[Aim] Copy the records below word for word, from the line with "Batch processing job — object class: wet" up to and including the line with "0 136 327 330".

[Stored data]
§ §

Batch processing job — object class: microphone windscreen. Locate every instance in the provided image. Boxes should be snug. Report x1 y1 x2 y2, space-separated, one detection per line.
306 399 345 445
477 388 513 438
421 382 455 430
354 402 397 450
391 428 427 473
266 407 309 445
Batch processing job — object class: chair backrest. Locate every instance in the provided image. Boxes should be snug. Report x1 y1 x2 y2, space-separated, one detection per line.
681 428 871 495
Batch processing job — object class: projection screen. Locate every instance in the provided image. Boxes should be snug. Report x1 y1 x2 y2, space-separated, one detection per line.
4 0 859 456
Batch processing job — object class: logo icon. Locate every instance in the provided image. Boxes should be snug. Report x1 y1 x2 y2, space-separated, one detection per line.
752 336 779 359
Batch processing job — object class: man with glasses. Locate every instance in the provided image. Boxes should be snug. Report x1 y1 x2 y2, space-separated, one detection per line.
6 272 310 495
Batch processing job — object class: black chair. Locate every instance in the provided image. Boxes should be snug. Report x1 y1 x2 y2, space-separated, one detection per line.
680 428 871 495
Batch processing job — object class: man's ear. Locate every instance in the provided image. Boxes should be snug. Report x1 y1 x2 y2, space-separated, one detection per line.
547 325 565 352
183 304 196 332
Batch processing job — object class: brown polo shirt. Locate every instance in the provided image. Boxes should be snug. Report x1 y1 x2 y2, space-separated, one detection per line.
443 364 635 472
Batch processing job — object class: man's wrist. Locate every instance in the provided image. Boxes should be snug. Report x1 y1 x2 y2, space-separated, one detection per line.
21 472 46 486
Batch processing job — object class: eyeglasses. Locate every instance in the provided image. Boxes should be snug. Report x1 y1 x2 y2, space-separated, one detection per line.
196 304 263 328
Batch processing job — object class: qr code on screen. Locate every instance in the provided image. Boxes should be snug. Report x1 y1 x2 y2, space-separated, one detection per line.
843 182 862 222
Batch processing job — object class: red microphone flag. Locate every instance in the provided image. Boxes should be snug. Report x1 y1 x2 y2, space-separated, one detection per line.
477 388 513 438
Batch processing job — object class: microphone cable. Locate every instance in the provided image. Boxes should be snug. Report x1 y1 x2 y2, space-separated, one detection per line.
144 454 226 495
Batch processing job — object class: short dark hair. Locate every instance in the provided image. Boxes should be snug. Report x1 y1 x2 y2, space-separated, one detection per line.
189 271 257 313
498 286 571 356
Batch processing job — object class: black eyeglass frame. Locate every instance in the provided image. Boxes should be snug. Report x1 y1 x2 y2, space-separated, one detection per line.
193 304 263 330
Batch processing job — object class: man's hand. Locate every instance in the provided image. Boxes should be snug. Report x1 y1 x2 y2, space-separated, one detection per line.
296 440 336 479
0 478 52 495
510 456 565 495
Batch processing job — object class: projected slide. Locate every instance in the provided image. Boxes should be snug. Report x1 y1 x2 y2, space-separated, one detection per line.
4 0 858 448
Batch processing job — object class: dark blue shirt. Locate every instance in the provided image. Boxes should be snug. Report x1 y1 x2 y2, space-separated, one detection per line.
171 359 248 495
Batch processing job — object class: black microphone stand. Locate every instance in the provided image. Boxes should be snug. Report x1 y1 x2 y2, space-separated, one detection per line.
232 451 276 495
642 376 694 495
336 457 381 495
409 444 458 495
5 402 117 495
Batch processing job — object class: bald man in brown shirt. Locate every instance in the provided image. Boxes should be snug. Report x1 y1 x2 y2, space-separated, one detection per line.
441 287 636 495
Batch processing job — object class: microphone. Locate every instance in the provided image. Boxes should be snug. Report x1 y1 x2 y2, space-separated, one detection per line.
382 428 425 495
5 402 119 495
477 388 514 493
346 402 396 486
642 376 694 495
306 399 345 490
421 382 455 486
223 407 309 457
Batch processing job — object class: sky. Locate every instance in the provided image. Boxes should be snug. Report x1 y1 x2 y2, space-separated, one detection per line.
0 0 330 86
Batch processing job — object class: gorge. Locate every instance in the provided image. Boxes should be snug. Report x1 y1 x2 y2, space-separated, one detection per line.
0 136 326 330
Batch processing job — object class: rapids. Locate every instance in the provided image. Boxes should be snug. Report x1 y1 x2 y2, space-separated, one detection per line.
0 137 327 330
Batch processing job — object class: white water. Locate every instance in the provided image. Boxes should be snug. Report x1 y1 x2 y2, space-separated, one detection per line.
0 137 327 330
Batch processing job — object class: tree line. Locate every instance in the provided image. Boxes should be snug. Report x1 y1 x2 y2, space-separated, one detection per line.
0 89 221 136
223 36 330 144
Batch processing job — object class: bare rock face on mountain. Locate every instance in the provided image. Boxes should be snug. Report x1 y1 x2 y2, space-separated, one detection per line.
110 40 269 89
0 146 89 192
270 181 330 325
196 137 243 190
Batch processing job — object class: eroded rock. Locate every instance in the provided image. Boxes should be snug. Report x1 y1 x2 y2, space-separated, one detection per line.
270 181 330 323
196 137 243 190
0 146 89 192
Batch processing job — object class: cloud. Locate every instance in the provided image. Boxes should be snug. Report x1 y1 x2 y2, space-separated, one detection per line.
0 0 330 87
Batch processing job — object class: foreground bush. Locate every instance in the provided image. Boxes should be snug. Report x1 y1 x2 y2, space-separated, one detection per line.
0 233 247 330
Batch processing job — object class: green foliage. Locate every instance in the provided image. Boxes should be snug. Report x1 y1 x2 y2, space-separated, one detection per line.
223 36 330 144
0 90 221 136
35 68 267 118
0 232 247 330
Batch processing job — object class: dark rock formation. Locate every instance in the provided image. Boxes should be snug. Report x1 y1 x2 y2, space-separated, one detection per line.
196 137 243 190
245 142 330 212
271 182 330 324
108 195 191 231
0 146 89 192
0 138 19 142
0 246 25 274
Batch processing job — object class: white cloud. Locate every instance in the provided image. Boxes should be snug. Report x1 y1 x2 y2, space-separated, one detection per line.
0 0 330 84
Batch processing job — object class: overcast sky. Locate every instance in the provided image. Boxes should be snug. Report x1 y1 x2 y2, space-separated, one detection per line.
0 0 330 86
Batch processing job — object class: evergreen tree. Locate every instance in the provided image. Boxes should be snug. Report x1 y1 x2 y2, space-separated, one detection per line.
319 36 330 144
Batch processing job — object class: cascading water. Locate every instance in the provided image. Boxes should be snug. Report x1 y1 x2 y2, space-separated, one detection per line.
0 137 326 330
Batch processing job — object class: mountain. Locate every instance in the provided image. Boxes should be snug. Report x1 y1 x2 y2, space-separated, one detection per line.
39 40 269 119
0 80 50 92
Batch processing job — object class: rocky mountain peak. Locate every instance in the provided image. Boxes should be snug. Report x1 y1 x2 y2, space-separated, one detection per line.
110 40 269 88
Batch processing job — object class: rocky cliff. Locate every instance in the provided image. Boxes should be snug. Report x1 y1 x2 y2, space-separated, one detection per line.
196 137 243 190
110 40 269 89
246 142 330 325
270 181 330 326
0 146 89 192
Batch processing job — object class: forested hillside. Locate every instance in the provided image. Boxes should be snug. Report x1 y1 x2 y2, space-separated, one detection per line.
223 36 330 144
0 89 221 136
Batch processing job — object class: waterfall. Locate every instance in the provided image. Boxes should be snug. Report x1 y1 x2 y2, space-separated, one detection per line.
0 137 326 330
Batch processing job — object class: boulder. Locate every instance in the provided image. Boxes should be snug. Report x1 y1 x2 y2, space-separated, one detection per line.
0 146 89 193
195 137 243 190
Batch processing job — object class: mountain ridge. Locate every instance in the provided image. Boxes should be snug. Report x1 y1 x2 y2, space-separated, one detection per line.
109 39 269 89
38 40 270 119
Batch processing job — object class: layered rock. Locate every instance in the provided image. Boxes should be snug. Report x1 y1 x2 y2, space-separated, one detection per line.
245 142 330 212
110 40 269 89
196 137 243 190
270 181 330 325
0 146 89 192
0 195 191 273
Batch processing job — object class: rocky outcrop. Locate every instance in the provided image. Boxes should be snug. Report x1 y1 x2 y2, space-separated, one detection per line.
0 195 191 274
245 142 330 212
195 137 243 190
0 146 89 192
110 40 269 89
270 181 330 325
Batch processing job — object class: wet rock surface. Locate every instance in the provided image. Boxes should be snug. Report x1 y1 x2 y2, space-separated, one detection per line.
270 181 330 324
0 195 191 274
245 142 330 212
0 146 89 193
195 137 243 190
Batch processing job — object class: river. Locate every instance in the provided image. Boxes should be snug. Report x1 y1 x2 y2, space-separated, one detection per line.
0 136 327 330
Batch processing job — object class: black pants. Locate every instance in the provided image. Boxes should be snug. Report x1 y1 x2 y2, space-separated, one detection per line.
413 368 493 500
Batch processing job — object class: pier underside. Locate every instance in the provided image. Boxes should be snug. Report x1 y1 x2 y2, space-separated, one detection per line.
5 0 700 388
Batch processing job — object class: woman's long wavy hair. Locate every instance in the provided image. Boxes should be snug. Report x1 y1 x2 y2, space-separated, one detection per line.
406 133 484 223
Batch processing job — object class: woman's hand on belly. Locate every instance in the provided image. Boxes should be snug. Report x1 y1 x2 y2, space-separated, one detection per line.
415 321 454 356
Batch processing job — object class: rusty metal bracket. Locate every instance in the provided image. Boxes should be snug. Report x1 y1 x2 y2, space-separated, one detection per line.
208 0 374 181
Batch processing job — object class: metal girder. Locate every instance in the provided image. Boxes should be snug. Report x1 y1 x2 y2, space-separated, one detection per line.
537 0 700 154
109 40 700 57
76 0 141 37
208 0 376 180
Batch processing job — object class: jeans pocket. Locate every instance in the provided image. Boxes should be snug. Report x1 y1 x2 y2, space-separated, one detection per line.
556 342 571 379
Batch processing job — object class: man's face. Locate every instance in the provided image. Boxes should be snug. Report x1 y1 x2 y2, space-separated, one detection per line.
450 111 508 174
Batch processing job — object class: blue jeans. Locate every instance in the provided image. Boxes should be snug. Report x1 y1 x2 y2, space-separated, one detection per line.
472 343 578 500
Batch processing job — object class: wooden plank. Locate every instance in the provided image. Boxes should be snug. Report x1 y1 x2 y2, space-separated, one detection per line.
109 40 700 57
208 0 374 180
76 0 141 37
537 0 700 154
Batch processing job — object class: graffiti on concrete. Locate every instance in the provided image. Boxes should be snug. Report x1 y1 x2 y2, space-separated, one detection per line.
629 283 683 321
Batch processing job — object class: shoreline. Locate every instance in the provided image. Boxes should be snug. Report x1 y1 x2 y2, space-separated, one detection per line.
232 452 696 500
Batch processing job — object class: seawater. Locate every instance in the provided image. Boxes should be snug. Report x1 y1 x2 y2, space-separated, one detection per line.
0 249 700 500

§ §

[Final result]
Batch processing job — object class: wet rock surface. Locate every instance in the provided image. Boxes should be snug. Report x1 y1 x2 y2, space-separated, one detection per line.
270 181 330 324
0 195 191 274
245 142 330 212
0 146 89 193
195 137 243 190
Batch processing job — object class: river. Locate every instance in the provided image. Boxes should be snug. Report x1 y1 x2 y2, space-separated, one detection per line.
0 136 327 330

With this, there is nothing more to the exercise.